▶ **PROVIDED TEXT**:
■ ■ ■

The purpose of this article is to collect portability issues often encountered by roguelike programmers as well as possible solutions for these problems.

General

  • Only the characters of the basic (7bit) ASCII character set are reasonable portable. Using characters from extended character sets (like solid blocks for walls) or characters which aren't classified as printable by the ASCII standard (like smileys) will probably cause problems.
    • Extensions to ASCII are not portable. Unicode is portable, though.
  • Some OSs (such as any derive from or copy Unix, or follow the POSIX standards) are case-sensitive as far as filenames are concerned. Others (like DOS or Windows) aren't. Still others (like Mac OS X) are inconsistent in their case-sensitivity or preservation. So, don't rely on any one case behavior for maximum portability.
  • Which characters are used to indicate the end of a line in text files is OS-specific. So be careful when parsing text files.

Mac OS X

  • The current version of the standard OS X terminal (Terminal.app) only supports 8 colors. Early versions of MacOS X curses did not support color at all.

■ ■ ■

▶ **MATERIAL FOR THIS EXERCISE**:
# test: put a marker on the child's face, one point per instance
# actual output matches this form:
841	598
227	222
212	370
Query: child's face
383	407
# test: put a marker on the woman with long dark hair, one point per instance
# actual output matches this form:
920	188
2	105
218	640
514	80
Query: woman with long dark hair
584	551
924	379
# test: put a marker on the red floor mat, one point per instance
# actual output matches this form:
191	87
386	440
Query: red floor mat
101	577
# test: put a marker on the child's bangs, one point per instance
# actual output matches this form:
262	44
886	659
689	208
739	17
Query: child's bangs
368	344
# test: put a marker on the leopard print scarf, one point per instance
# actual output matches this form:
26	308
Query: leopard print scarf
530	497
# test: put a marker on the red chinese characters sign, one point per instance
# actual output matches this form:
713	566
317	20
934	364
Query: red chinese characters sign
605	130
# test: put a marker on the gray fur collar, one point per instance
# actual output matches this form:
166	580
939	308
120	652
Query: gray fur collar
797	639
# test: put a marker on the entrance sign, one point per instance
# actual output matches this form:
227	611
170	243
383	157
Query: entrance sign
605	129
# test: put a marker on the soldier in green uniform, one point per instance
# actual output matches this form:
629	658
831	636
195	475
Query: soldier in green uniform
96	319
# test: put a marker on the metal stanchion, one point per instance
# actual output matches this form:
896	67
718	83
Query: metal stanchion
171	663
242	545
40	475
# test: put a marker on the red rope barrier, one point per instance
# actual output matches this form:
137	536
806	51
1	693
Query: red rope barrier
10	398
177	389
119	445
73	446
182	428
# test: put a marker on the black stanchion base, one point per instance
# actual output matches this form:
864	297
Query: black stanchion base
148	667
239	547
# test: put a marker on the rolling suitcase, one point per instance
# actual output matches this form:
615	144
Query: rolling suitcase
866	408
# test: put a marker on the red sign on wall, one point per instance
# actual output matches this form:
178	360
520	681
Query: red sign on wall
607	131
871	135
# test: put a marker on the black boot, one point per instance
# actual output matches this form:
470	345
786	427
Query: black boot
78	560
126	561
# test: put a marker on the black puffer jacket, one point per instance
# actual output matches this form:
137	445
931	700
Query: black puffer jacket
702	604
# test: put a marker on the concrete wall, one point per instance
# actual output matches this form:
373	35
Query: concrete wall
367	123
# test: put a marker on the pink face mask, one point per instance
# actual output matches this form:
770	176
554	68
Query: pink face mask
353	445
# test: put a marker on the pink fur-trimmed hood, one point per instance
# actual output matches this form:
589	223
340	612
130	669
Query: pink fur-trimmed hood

■ ■ ■

▶ **GOAL A**:
List every operating system named in the portability text.
▶ **GOAL B**:
Edit the records from the line containing "# test: put a marker on the black stanchion" down to the end of the records, replacing "black boot" with "brown boot" and changing nothing else. Return only those lines.

▶ **EXPECTED OUTPUT A**:
Unix, DOS, Windows, Mac OS X

▶ **EXPECTED OUTPUT B**:
# test: put a marker on the black stanchion base, one point per instance
# actual output matches this form:
864	297
Query: black stanchion base
148	667
239	547
# test: put a marker on the rolling suitcase, one point per instance
# actual output matches this form:
615	144
Query: rolling suitcase
866	408
# test: put a marker on the red sign on wall, one point per instance
# actual output matches this form:
178	360
520	681
Query: red sign on wall
607	131
871	135
# test: put a marker on the brown boot, one point per instance
# actual output matches this form:
470	345
786	427
Query: brown boot
78	560
126	561
# test: put a marker on the black puffer jacket, one point per instance
# actual output matches this form:
137	445
931	700
Query: black puffer jacket
702	604
# test: put a marker on the concrete wall, one point per instance
# actual output matches this form:
373	35
Query: concrete wall
367	123
# test: put a marker on the pink face mask, one point per instance
# actual output matches this form:
770	176
554	68
Query: pink face mask
353	445
# test: put a marker on the pink fur-trimmed hood, one point per instance
# actual output matches this form:
589	223
340	612
130	669
Query: pink fur-trimmed hood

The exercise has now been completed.